> **SUPPLIED PASSAGE**
Partially feathered and squawking for meals, `alalā chicks at San Diego Zoo Global’s Keauhou Bird Conservation Center keep animal care staff busy. With nine new chicks this year, the rare bird’s population now numbers 114. `Alalā (also known as Hawaiian crows) are extinct in the wild, and the entire remaining population is managed in captivity through a collaborative effort by the Hawai`i Endangered Bird Conservation Program (HEBCP). Some of the chicks are fed and cared for by animal care staff, which the chicks never see to ensure they do not imprint on humans.
“`Alalā are very intelligent birds and are susceptible to imprinting”, said Bryce Masuda, program manager for San Diego Zoo Global. “We use puppets to hand-rear and feed the birds when they are young to keep them from imprinting onto us, so they will behave naturally as adults.”

> **USING THE INFORMATION**
**1.** Copy the `alalā chicks passage from "Partially feathered and" to "imprint on humans.".
**2.** Based on the `alalā chicks passage, are these statements true? (a) The `alalā population now numbers 114. (b) A small number of `alalā still live in the wild. (c) Staff use puppets to feed the young birds. Answer yes or no for each, and quote the words that decide it.

> **SOURCE MATERIAL**
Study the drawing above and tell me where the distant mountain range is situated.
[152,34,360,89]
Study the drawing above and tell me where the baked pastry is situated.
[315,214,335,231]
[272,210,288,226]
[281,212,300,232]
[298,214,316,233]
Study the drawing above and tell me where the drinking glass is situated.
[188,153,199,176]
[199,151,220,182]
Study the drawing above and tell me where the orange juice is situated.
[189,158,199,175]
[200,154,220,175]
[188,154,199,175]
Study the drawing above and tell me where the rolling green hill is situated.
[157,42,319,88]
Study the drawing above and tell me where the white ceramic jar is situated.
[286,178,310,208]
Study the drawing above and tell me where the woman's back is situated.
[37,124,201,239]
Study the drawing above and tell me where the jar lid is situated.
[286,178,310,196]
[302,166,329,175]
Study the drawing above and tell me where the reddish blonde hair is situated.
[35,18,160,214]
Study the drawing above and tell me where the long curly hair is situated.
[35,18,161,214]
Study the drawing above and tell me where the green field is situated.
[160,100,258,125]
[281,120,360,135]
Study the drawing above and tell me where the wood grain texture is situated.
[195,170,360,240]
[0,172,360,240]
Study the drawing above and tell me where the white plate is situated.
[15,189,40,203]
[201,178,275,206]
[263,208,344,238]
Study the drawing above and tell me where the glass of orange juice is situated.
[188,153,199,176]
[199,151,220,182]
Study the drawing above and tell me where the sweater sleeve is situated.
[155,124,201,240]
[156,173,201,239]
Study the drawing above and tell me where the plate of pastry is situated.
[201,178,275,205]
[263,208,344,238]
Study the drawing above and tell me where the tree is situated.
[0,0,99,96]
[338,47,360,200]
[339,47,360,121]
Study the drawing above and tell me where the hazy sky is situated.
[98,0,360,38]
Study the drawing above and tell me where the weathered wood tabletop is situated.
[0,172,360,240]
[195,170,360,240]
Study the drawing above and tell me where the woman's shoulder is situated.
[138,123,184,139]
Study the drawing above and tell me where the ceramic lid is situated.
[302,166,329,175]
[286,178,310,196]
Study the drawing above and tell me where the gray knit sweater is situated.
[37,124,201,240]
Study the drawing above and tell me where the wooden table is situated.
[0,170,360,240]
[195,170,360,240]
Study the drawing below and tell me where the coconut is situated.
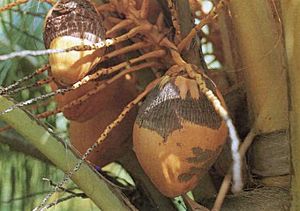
[133,76,228,197]
[44,0,105,85]
[69,76,137,167]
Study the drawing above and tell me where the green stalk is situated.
[281,0,300,211]
[0,97,130,210]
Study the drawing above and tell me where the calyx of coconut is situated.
[44,0,105,85]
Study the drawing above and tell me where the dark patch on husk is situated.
[136,78,222,140]
[44,0,105,48]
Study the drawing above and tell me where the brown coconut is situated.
[69,76,137,167]
[44,0,105,85]
[133,76,228,197]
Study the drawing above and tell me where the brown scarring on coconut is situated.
[133,76,228,197]
[44,0,105,85]
[44,0,109,121]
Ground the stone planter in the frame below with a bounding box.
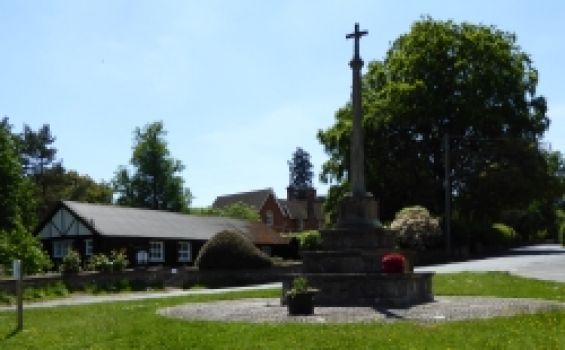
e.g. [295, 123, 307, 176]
[286, 291, 315, 316]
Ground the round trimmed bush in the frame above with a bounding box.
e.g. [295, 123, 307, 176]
[195, 231, 272, 270]
[390, 206, 441, 250]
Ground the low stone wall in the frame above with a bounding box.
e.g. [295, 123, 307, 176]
[0, 264, 301, 294]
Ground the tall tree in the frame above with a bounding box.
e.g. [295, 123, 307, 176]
[318, 18, 549, 235]
[288, 147, 314, 189]
[0, 118, 27, 230]
[0, 118, 50, 273]
[113, 122, 192, 211]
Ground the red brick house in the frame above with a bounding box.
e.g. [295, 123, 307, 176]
[212, 187, 324, 232]
[34, 201, 289, 266]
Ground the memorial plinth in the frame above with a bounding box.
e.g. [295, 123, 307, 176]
[281, 24, 433, 307]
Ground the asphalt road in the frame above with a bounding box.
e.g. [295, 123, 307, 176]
[415, 244, 565, 282]
[0, 244, 565, 311]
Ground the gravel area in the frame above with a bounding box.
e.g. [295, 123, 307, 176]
[158, 296, 565, 323]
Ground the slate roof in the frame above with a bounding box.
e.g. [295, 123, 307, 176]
[280, 199, 308, 219]
[43, 201, 287, 244]
[279, 199, 323, 220]
[212, 188, 277, 211]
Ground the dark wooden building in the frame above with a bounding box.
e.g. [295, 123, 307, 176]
[35, 201, 289, 266]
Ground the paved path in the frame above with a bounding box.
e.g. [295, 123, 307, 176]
[415, 244, 565, 282]
[0, 244, 565, 311]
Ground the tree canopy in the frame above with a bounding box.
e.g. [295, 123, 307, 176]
[113, 122, 192, 211]
[288, 147, 314, 189]
[318, 18, 554, 241]
[0, 118, 50, 273]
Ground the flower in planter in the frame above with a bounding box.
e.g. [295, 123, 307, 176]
[286, 276, 318, 315]
[381, 253, 407, 273]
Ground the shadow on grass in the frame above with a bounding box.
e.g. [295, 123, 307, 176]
[3, 327, 22, 340]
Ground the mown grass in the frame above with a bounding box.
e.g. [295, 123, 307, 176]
[0, 273, 565, 349]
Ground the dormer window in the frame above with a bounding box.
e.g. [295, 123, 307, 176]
[265, 210, 275, 226]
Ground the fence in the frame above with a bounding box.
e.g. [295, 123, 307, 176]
[0, 264, 301, 294]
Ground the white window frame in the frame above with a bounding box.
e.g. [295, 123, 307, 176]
[84, 238, 94, 256]
[149, 241, 165, 262]
[177, 241, 192, 262]
[53, 239, 73, 258]
[265, 210, 275, 226]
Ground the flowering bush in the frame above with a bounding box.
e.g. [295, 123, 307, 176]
[390, 206, 441, 250]
[381, 253, 407, 273]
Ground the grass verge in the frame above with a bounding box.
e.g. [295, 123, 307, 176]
[0, 273, 565, 349]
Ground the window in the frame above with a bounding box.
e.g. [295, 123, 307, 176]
[261, 245, 273, 256]
[84, 238, 94, 256]
[149, 241, 165, 262]
[178, 242, 192, 262]
[53, 240, 73, 258]
[136, 250, 147, 265]
[265, 210, 274, 226]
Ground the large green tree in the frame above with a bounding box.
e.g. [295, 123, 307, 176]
[113, 122, 192, 211]
[17, 124, 112, 218]
[0, 118, 50, 273]
[318, 18, 552, 239]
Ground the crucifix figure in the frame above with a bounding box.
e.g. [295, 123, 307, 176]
[345, 23, 369, 197]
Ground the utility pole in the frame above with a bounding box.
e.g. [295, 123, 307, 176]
[443, 132, 451, 258]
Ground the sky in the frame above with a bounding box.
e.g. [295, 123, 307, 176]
[0, 0, 565, 207]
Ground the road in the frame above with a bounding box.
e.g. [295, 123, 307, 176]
[415, 244, 565, 282]
[0, 244, 565, 311]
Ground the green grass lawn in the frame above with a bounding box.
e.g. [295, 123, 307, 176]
[0, 273, 565, 350]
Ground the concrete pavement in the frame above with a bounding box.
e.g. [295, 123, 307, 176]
[0, 244, 565, 311]
[415, 244, 565, 282]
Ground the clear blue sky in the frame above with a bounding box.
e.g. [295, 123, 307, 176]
[0, 0, 565, 206]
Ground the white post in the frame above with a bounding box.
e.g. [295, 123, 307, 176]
[12, 259, 24, 331]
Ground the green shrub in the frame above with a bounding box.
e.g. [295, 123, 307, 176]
[390, 206, 441, 250]
[0, 225, 53, 274]
[87, 253, 112, 271]
[298, 230, 322, 250]
[110, 249, 129, 271]
[87, 249, 129, 272]
[60, 249, 80, 273]
[195, 231, 272, 270]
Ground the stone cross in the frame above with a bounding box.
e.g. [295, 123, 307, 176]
[345, 23, 369, 197]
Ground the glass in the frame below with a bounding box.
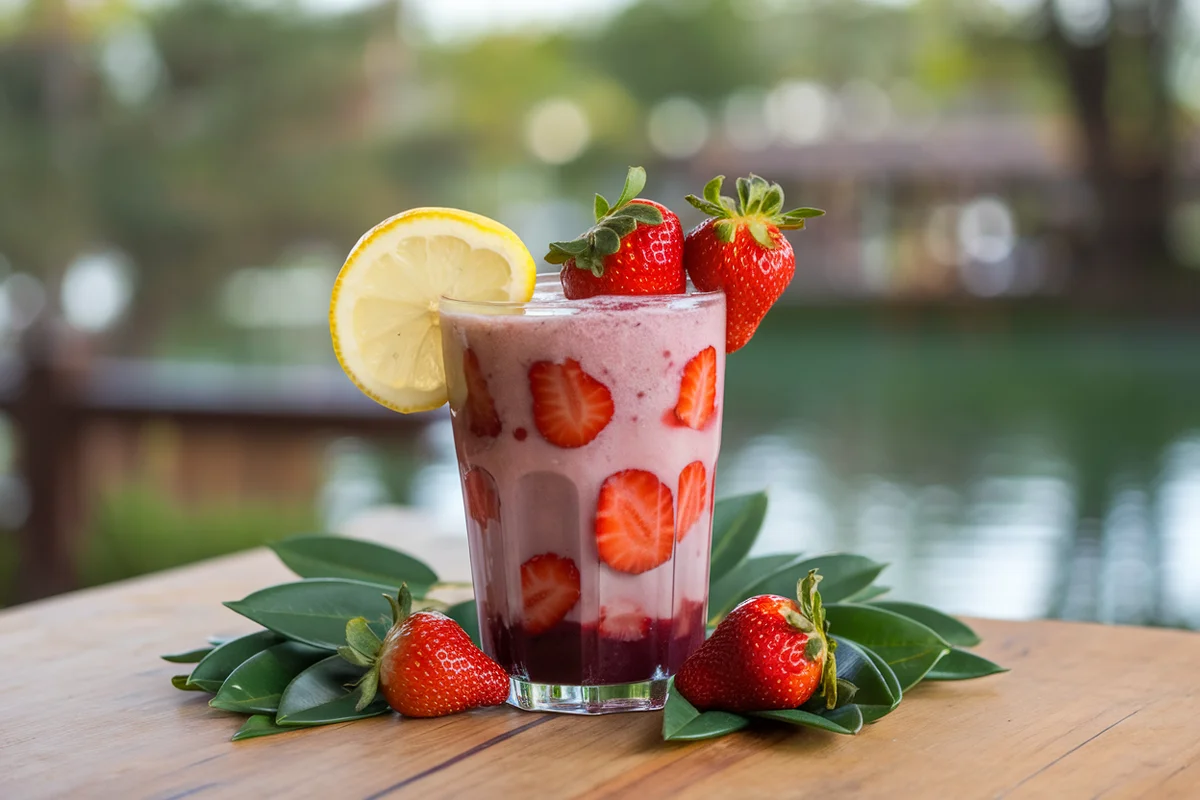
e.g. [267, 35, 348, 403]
[440, 277, 725, 714]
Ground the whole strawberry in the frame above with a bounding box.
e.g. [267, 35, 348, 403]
[546, 167, 688, 300]
[337, 587, 509, 717]
[674, 570, 838, 711]
[683, 175, 824, 353]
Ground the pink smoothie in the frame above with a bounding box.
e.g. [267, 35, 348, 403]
[442, 284, 725, 686]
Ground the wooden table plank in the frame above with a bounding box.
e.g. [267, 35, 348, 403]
[0, 523, 1200, 800]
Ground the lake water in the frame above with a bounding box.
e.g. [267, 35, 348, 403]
[360, 308, 1200, 627]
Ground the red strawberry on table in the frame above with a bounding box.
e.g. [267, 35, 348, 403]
[676, 345, 716, 431]
[674, 570, 838, 711]
[546, 167, 688, 300]
[595, 469, 674, 575]
[337, 587, 509, 717]
[676, 461, 708, 542]
[521, 553, 580, 636]
[462, 349, 500, 438]
[529, 359, 613, 447]
[683, 175, 824, 353]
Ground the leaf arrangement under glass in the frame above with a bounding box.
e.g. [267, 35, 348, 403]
[163, 493, 1003, 741]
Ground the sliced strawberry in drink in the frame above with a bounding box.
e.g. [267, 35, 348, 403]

> **SOLUTIONS FOR EACH TASK**
**1.**
Partially feathered and squawking for meals, `alalā chicks at San Diego Zoo Global’s Keauhou Bird Conservation Center keep animal care staff busy. With nine new chicks this year, the rare bird’s population now numbers 114. `Alalā (also known as Hawaiian crows) are extinct in the wild, and the entire remaining population is managed in captivity through a collaborative effort by the Hawai`i Endangered Bird Conservation Program (HEBCP). Some of the chicks are fed and cared for by animal care staff, which the chicks never see to ensure they do not imprint on humans.

**2.**
(a) Yes: "With nine new chicks this year, the rare bird’s population now numbers 114."
(b) No: "`Alalā (also known as Hawaiian crows) are extinct in the wild"
(c) Yes: "We use puppets to hand-rear and feed the birds when they are young"